## Try it
Wherever the string "positive" appears in the listing, copy that line.

## Material provided
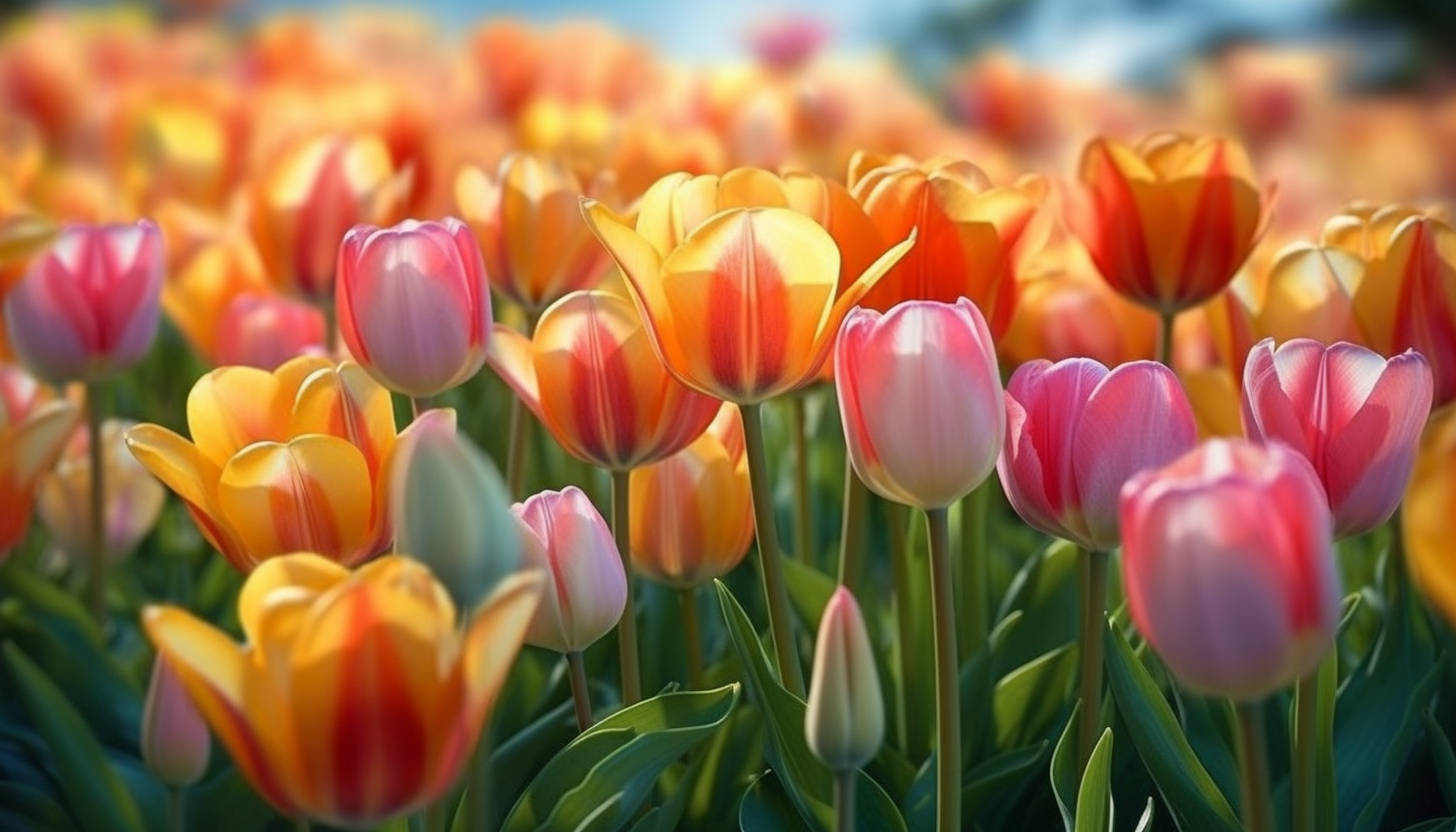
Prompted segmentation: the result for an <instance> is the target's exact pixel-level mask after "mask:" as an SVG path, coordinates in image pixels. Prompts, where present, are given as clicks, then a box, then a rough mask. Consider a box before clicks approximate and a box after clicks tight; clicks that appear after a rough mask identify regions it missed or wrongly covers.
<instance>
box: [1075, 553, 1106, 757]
mask: <svg viewBox="0 0 1456 832" xmlns="http://www.w3.org/2000/svg"><path fill="white" fill-rule="evenodd" d="M1079 560H1080V561H1082V576H1083V578H1085V580H1083V581H1082V715H1080V717H1079V724H1077V781H1080V780H1082V772H1083V771H1086V768H1088V761H1089V759H1092V749H1095V747H1096V740H1098V736H1099V734H1101V729H1102V629H1104V628H1105V627H1107V618H1105V616H1107V560H1108V555H1107V552H1099V551H1095V549H1092V551H1086V549H1085V551H1082V552H1079Z"/></svg>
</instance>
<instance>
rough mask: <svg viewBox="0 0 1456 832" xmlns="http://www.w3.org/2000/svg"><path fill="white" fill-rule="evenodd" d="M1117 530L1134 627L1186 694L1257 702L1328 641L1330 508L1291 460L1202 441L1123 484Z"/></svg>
mask: <svg viewBox="0 0 1456 832" xmlns="http://www.w3.org/2000/svg"><path fill="white" fill-rule="evenodd" d="M1121 522H1123V581H1124V584H1125V590H1127V603H1128V608H1130V611H1131V613H1133V622H1134V624H1136V625H1137V629H1139V631H1140V632H1142V634H1143V635H1144V637H1146V638H1147V641H1149V644H1152V645H1153V648H1155V650H1158V653H1159V656H1162V659H1163V662H1165V663H1166V664H1168V667H1169V669H1171V670H1172V673H1174V676H1176V678H1178V680H1179V682H1182V683H1184V686H1187V688H1188V689H1191V691H1197V692H1200V694H1210V695H1224V696H1233V698H1235V699H1243V701H1252V699H1258V698H1259V696H1264V695H1267V694H1270V692H1273V691H1275V689H1278V688H1283V686H1284V685H1289V683H1291V682H1294V680H1296V679H1299V678H1300V676H1303V675H1306V673H1309V672H1310V670H1313V669H1315V666H1318V664H1319V662H1321V659H1324V656H1325V653H1328V651H1329V648H1331V645H1332V644H1334V638H1335V627H1337V625H1338V622H1340V571H1338V567H1337V564H1335V555H1334V543H1332V539H1331V520H1329V506H1328V504H1326V503H1325V492H1324V490H1322V488H1321V487H1319V479H1318V478H1316V475H1315V469H1313V468H1312V466H1310V465H1309V462H1307V460H1306V459H1305V458H1303V456H1300V455H1299V453H1296V452H1293V450H1290V449H1289V447H1286V446H1283V444H1277V443H1275V444H1267V446H1259V444H1254V443H1249V441H1243V440H1210V441H1207V443H1204V444H1201V446H1198V447H1197V449H1194V450H1191V452H1190V453H1187V455H1184V456H1181V458H1179V459H1176V460H1175V462H1172V463H1171V465H1168V466H1165V468H1159V469H1155V471H1144V472H1142V474H1139V475H1137V476H1134V478H1133V479H1130V481H1128V482H1127V485H1125V487H1124V488H1123V497H1121Z"/></svg>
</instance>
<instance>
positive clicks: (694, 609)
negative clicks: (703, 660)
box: [677, 587, 708, 691]
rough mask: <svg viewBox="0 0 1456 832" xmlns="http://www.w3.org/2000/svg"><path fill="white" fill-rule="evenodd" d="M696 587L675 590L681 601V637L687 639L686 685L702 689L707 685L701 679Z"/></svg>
mask: <svg viewBox="0 0 1456 832" xmlns="http://www.w3.org/2000/svg"><path fill="white" fill-rule="evenodd" d="M696 593H697V587H686V589H681V590H678V592H677V597H678V599H680V600H681V602H683V603H681V609H683V637H684V638H686V640H687V685H689V686H690V688H692V689H693V691H702V689H703V688H706V686H708V685H706V683H705V680H703V637H702V631H700V629H699V625H697V596H696Z"/></svg>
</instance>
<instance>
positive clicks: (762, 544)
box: [738, 405, 804, 698]
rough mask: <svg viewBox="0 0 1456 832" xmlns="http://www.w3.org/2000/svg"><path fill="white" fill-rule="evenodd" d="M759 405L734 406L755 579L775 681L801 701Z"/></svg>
mask: <svg viewBox="0 0 1456 832" xmlns="http://www.w3.org/2000/svg"><path fill="white" fill-rule="evenodd" d="M761 407H763V405H738V411H740V414H741V415H743V439H744V449H745V450H747V453H748V488H750V491H753V520H754V526H756V529H757V535H759V576H760V577H761V578H763V593H764V594H766V596H767V600H769V625H770V628H772V631H773V650H775V654H776V656H778V660H779V678H780V682H782V683H783V686H785V688H788V689H789V692H792V694H794V695H795V696H799V698H804V669H802V667H799V650H798V645H796V644H795V643H794V621H792V619H791V618H789V590H788V586H786V584H785V581H783V562H782V561H780V558H782V557H783V554H782V552H780V551H779V526H778V522H776V520H775V517H773V484H772V479H770V476H769V455H767V450H766V449H764V441H763V415H761V412H760V408H761Z"/></svg>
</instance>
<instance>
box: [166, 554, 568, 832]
mask: <svg viewBox="0 0 1456 832" xmlns="http://www.w3.org/2000/svg"><path fill="white" fill-rule="evenodd" d="M542 586H543V578H542V577H540V576H536V574H526V573H518V574H515V576H511V577H510V578H507V580H505V581H502V583H501V586H498V587H496V589H495V592H494V593H491V596H489V597H488V599H485V600H483V602H482V603H480V605H479V606H476V608H475V609H470V611H460V612H462V613H463V622H462V621H460V619H459V618H457V611H456V608H454V605H453V603H450V596H448V594H447V593H446V590H444V587H443V586H440V583H438V581H437V580H435V578H434V577H432V576H431V574H430V570H427V568H425V567H424V565H421V564H418V562H415V561H412V560H409V558H405V557H399V555H389V557H384V558H379V560H377V561H374V562H371V564H368V565H365V567H361V568H360V570H357V571H349V570H348V568H345V567H342V565H339V564H335V562H332V561H328V560H325V558H320V557H317V555H314V554H307V552H304V554H291V555H284V557H280V558H274V560H271V561H268V562H266V564H264V565H261V567H259V568H258V570H256V571H253V574H250V576H249V577H248V581H246V583H245V584H243V590H242V594H239V597H237V618H239V619H240V622H242V628H243V635H245V643H243V644H237V643H234V641H233V638H232V637H230V635H227V634H226V632H223V631H221V629H217V628H215V627H213V625H211V624H208V622H205V621H202V619H199V618H197V616H194V615H192V613H189V612H186V611H185V609H181V608H175V606H149V608H147V609H144V611H143V615H141V624H143V627H144V629H146V632H147V637H149V638H150V640H151V643H153V644H154V645H156V647H157V651H159V653H160V654H163V656H165V657H166V659H167V662H169V663H170V664H172V666H173V669H175V670H176V673H178V678H181V679H182V685H183V686H185V688H186V692H188V695H189V696H191V699H192V702H194V704H195V705H197V708H198V711H201V713H202V718H204V720H207V724H208V726H210V727H211V729H213V731H214V733H215V734H217V739H218V740H220V742H221V743H223V746H224V747H226V749H227V752H229V753H230V755H232V758H233V762H234V764H236V765H237V769H239V771H240V772H242V774H243V777H245V778H246V780H248V782H249V784H250V785H252V787H253V790H255V791H256V793H258V794H261V796H262V797H264V800H266V801H268V803H269V804H271V806H272V807H274V809H277V810H278V812H280V813H282V815H287V816H290V817H307V819H313V820H319V822H323V823H329V825H332V826H347V828H365V826H379V825H380V823H383V822H384V820H389V819H392V817H399V816H402V815H406V813H409V812H414V810H416V809H419V807H421V806H425V804H427V803H431V801H434V800H437V798H440V797H441V796H444V794H446V793H447V791H450V788H451V787H453V785H454V782H456V780H457V777H459V774H460V769H462V768H463V766H464V762H466V759H469V756H470V749H472V747H475V743H476V739H478V737H479V736H480V729H482V726H483V724H485V720H486V715H488V714H489V713H491V707H492V705H494V702H495V699H496V695H498V694H499V691H501V686H502V683H504V682H505V676H507V673H508V672H510V669H511V663H513V662H514V660H515V654H517V651H518V650H520V647H521V637H523V635H524V634H526V627H527V624H529V622H530V619H531V613H533V612H534V609H536V602H537V599H539V597H540V593H542Z"/></svg>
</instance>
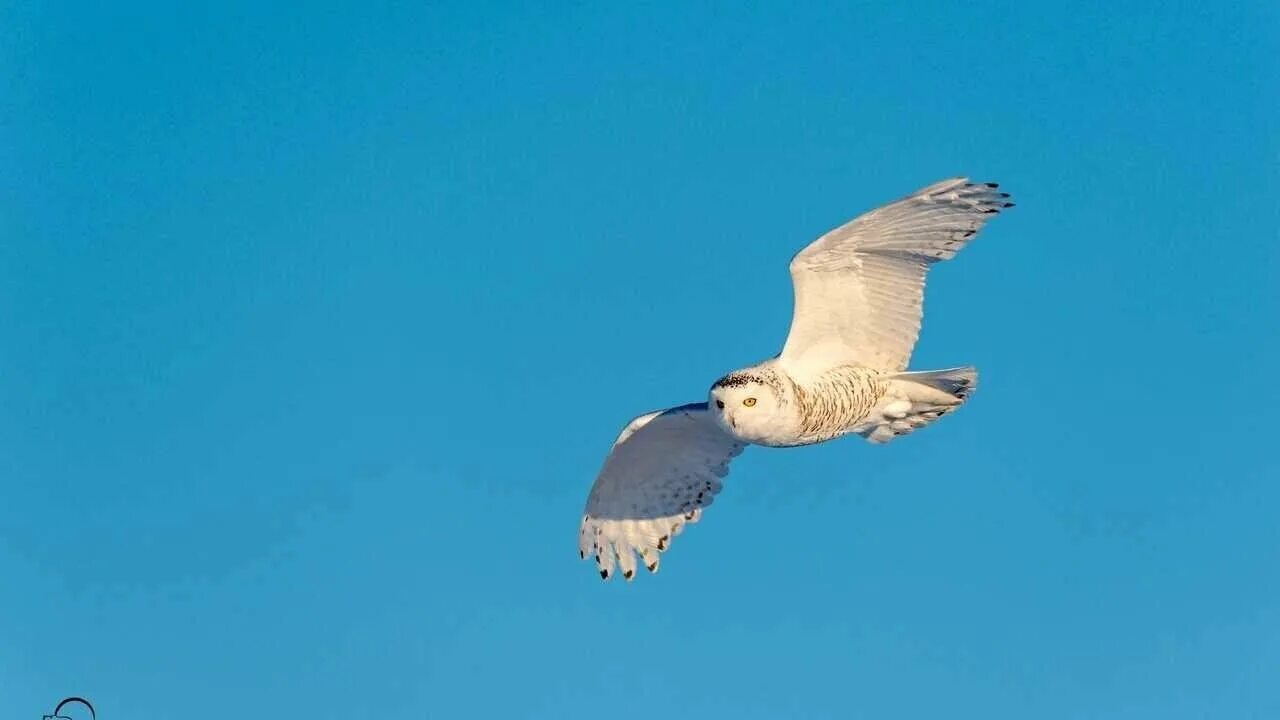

## Result of the exercise
positive clicks: (694, 609)
positive clicks: (762, 544)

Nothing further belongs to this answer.